Your goal ->
Set down exactly, from the records below, the line with "drop a point: the church aisle" through the line with "drop a point: the vaulted ceiling", and nothing else.

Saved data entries
★ ★ ★

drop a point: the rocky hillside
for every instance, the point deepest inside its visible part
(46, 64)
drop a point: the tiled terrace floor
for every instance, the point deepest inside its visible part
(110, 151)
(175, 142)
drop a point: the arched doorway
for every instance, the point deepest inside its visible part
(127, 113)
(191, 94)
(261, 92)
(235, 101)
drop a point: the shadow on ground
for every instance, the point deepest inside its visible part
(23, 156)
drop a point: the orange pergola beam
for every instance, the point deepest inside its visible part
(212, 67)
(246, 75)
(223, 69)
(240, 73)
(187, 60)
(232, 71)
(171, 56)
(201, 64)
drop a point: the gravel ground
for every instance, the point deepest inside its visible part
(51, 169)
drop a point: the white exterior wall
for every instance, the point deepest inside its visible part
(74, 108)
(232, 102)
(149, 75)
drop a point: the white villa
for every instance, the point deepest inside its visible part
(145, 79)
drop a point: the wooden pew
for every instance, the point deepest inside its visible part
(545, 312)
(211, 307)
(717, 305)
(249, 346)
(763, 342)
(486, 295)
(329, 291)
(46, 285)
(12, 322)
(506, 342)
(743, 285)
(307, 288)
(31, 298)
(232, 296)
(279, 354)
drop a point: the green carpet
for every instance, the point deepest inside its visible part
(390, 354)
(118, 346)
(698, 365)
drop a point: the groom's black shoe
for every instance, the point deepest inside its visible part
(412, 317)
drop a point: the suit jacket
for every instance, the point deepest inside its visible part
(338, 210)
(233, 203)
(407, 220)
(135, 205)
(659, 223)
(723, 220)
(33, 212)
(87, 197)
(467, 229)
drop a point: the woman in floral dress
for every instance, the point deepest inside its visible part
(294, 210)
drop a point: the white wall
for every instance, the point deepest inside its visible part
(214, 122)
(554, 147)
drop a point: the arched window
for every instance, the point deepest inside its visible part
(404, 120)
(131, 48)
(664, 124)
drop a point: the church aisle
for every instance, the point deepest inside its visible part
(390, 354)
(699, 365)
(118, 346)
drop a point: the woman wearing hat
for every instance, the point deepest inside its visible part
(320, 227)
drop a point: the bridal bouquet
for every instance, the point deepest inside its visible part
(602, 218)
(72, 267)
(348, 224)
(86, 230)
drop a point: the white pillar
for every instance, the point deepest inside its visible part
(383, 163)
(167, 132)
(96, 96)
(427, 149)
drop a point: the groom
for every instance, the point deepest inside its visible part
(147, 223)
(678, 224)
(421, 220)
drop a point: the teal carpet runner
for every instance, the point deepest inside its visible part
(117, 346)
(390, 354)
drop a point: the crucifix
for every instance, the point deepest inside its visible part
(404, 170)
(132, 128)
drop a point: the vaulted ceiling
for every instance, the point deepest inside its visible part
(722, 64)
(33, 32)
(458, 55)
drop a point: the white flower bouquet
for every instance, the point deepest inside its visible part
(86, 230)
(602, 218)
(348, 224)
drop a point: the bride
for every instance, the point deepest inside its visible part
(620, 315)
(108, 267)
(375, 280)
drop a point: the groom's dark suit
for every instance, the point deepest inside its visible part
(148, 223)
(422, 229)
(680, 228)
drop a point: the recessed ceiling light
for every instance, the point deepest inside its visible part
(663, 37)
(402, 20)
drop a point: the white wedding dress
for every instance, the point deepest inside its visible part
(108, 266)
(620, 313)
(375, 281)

★ ★ ★

Result of the task ->
drop a point: the church aisle
for every instance, the point deepest inside its visible part
(390, 354)
(699, 365)
(118, 346)
drop a point: the woman wearing hat
for every instance, the point deepest inside its visible part
(320, 227)
drop a point: the bridal bouquet
for every instance, the point deepest inside its visible part
(602, 218)
(72, 267)
(348, 224)
(86, 230)
drop a point: the white pillar
for every instance, the point deepest inside its visible part
(383, 163)
(167, 132)
(96, 96)
(427, 149)
drop a point: the groom
for every instance, the point deepest inside its visible part
(147, 223)
(678, 224)
(421, 220)
drop a point: the teal carpet runner
for every instance, the point deepest inside its visible part
(117, 346)
(390, 354)
drop a point: the crucifix
for every instance, the point deepest inside its visible part
(404, 170)
(132, 128)
drop a point: the vaulted ceiling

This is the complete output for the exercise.